## [Consegna]
Riscrivi tutto ciò che va dalla riga contenente "cured ham slice." fino alla fine dei record, rinominando "fork" in "table fork" e lasciando invariato il resto.

## [Raccolta dei record]
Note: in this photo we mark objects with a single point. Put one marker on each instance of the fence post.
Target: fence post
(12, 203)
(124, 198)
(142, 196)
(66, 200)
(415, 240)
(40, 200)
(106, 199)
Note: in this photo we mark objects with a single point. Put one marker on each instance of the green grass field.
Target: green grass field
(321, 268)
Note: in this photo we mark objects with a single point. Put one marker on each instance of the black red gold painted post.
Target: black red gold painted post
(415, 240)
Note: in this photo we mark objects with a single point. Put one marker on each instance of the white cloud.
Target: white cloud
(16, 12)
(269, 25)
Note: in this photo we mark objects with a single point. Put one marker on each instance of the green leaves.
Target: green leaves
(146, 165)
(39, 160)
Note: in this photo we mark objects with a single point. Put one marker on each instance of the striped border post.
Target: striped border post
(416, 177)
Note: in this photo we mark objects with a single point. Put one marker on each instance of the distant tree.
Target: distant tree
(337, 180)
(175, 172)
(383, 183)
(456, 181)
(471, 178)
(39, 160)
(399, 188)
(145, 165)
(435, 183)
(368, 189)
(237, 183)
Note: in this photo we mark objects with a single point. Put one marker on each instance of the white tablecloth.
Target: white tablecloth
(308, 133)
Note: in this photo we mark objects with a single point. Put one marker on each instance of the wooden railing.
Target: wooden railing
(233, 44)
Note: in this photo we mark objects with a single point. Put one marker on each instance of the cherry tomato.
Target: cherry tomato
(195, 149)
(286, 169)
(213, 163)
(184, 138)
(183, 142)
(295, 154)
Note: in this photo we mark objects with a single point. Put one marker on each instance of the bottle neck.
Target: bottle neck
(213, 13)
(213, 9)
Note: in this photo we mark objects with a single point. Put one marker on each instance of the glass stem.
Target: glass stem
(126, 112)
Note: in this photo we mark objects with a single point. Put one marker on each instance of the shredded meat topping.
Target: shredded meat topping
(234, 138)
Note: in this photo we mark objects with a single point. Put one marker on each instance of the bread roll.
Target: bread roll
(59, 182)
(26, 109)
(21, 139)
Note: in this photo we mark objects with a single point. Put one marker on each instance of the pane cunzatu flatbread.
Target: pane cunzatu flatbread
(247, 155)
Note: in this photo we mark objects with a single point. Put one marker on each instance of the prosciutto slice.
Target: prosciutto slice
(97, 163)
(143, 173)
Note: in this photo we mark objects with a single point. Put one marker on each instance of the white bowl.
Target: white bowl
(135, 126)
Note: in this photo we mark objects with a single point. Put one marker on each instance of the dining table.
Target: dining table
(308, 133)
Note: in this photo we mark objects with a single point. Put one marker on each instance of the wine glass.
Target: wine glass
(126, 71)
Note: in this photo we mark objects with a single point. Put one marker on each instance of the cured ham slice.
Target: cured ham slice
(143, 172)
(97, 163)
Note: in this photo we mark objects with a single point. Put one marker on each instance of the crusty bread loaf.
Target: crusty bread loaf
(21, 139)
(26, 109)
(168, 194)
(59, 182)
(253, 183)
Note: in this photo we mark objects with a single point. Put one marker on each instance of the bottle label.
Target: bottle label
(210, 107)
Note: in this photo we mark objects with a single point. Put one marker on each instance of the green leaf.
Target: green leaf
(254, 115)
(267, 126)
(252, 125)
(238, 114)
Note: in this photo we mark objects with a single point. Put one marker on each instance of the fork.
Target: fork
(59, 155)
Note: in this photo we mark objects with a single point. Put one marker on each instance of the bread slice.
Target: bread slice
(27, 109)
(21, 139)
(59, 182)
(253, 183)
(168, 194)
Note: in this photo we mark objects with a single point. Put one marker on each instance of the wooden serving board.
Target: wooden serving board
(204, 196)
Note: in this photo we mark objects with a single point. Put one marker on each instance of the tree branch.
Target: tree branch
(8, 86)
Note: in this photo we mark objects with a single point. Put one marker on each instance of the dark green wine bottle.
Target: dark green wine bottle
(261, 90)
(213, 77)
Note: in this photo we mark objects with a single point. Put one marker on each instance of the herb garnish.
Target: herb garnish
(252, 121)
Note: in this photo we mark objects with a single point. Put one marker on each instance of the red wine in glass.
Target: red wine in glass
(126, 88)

## [Risposta scritta]
Note: in this photo we mark objects with a single point. Put one marker on each instance of the cured ham slice.
Target: cured ham slice
(143, 172)
(97, 163)
Note: in this photo we mark objects with a single point. Put one marker on each instance of the crusty bread loaf.
Target: crusty bread loaf
(21, 139)
(26, 109)
(168, 194)
(59, 182)
(253, 183)
Note: in this photo we mark objects with a single point. Put one marker on each instance of the bottle label.
Target: bottle label
(210, 107)
Note: in this photo we mark objects with a single point. Put one marker on each instance of the green leaf.
Target: green leaf
(254, 115)
(267, 126)
(252, 125)
(238, 114)
Note: in this photo we mark objects with a single point. Put one marker on each instance of the table fork.
Target: table fork
(59, 155)
Note: in this photo we mark objects with a single point. Put one marker on each instance of the bread slice.
Target: bread slice
(27, 109)
(21, 139)
(59, 182)
(253, 183)
(168, 194)
Note: in this photo we mark objects with a single point. Put one marker on each instance of the wooden serving board.
Target: wooden serving board
(204, 196)
Note: in this photo we mark objects with a single point. Put one marker on each instance of the tree branch.
Target: tree branch
(8, 86)
Note: in this photo we mark objects with a single point. Put one marker on each instance of the dark green wine bottle.
Target: dark green wine bottle
(261, 90)
(213, 77)
Note: in this photo we mark objects with a single point. Put one marker on each instance of the herb garnish.
Target: herb garnish
(252, 121)
Note: in this photo we mark objects with a single point. Put one marker on each instance of the red wine in glass.
Target: red wine in glass
(126, 88)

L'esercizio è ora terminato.